Exercise brief >> Return the listing below line for line, without changing anything.
═══ Data for the task ═══
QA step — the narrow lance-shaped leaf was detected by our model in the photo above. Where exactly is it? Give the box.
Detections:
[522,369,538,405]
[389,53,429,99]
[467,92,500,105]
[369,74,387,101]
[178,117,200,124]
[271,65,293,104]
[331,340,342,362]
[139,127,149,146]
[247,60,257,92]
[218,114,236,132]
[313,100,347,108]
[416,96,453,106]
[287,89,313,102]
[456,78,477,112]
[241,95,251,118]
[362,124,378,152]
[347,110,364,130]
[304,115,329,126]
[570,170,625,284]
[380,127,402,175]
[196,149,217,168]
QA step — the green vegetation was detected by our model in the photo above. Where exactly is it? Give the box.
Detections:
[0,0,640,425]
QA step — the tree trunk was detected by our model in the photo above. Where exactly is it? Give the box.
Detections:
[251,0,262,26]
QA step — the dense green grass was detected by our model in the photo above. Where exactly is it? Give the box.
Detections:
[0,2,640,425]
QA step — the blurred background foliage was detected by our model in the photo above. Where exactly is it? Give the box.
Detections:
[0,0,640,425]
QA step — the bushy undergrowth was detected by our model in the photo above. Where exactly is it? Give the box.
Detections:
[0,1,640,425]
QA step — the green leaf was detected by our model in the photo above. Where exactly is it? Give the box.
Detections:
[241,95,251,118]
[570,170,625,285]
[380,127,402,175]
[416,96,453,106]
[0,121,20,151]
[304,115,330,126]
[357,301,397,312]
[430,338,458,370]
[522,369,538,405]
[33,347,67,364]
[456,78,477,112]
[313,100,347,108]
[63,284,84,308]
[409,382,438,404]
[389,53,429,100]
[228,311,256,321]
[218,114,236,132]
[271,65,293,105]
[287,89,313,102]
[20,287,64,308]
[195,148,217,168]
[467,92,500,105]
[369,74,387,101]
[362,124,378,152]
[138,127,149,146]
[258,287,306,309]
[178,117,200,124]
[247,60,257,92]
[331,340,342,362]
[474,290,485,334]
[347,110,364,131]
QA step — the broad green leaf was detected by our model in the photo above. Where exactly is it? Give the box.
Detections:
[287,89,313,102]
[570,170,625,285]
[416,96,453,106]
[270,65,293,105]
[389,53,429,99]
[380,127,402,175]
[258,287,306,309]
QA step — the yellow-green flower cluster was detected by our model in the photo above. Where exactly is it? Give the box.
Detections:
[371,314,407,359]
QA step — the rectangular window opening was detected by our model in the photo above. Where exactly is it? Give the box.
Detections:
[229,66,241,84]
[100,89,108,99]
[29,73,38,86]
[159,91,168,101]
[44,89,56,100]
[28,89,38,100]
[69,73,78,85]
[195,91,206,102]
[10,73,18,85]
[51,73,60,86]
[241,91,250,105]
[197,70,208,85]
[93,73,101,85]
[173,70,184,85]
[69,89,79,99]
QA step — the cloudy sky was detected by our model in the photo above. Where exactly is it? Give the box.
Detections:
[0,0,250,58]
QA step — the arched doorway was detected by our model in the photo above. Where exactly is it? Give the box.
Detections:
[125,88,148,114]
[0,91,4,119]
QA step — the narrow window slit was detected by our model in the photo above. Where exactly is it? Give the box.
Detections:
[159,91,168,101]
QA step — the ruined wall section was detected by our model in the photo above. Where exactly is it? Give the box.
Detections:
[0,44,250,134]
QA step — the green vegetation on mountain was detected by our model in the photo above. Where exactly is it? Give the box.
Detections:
═══
Written answer >>
QA step — the narrow lance-shaped leaf was detected by our model in the photo above. Where exactly is it? Give the box.
Detections:
[522,369,538,405]
[389,53,429,99]
[467,92,500,105]
[369,74,387,101]
[178,117,200,124]
[271,65,293,104]
[331,340,342,362]
[139,127,149,146]
[247,60,257,92]
[218,114,236,132]
[313,100,347,108]
[416,96,453,106]
[287,89,313,102]
[456,78,477,112]
[241,95,251,118]
[362,124,378,152]
[347,110,364,130]
[304,115,329,126]
[570,170,625,284]
[380,127,402,175]
[196,149,217,168]
QA step — the green vegetation was detected by our model in the photo above. Where exactly is it? Give the box.
Detections:
[0,0,640,425]
QA step — the tree trunk was detected by our model in the photo above. Where exactly is it? Give the box.
Detections:
[251,0,262,26]
QA step — the dense green grass was detected by our model in the photo above. Where exactly is it? Give the box.
Detections:
[0,2,640,425]
QA step — the blurred background foliage was detected by our model in the photo above. Where exactly is it? Give the box.
Detections:
[0,0,640,425]
QA step — the bushy undergrowth was detected by our model in the photo above. Where exactly is it? Give the box.
Detections:
[0,1,640,425]
QA step — the green leaf was detected by our model in the photo above. Where exactly is it? Give the box.
Detections:
[241,95,251,118]
[570,170,625,285]
[380,127,402,175]
[416,96,453,106]
[0,121,20,151]
[304,115,330,126]
[357,301,397,312]
[430,338,458,370]
[522,369,538,405]
[33,347,67,364]
[456,78,477,112]
[313,100,347,108]
[63,284,84,308]
[409,382,438,404]
[389,53,429,100]
[228,311,256,321]
[218,114,236,132]
[271,65,293,105]
[287,89,313,102]
[20,287,64,308]
[195,148,217,168]
[467,92,500,105]
[369,74,387,101]
[362,124,378,152]
[138,127,149,146]
[258,287,306,309]
[178,117,200,124]
[247,60,257,92]
[331,340,342,362]
[474,290,485,334]
[347,110,364,131]
QA step — the broad green leaf was detected by our model in the photo above. Where exactly is it? Give the box.
Detections:
[287,89,313,102]
[570,170,625,285]
[416,96,453,106]
[270,65,293,105]
[389,53,429,99]
[380,127,402,175]
[258,287,306,309]
QA step — the yellow-green flower cluster was detected by our model in the photo above. Where exactly is it? Give the box.
Detections:
[371,314,407,359]
QA step — the rectangular window opening was detected by our model in the photo above. Where exactly is it? Give the box.
Detections:
[229,66,241,84]
[100,89,108,99]
[29,73,38,86]
[159,91,168,101]
[44,89,56,100]
[28,89,38,100]
[69,73,78,85]
[195,91,206,102]
[10,73,18,85]
[51,73,60,86]
[241,91,250,105]
[197,70,208,85]
[93,73,101,85]
[173,70,184,85]
[69,89,79,99]
QA step — the cloudy sky was detected by our model in the photo above. Where exactly is it? Give the box.
Detections:
[0,0,250,58]
QA step — the arched doorway was detected by our model in the photo above. Where exactly is it? Give the box.
Detections:
[125,88,148,114]
[0,91,4,119]
QA step — the narrow window slit was detected by our model in the photo above. Where exactly is it? Give the box.
Detections:
[159,91,168,101]
QA step — the ruined wall section was detected by our model in the photo above. Where exactly is it? Give the box.
Detections:
[0,44,250,134]
QA step — the green vegetation on mountain was detected by our model in the photo above. Where exactly is it? Give the box.
Detections:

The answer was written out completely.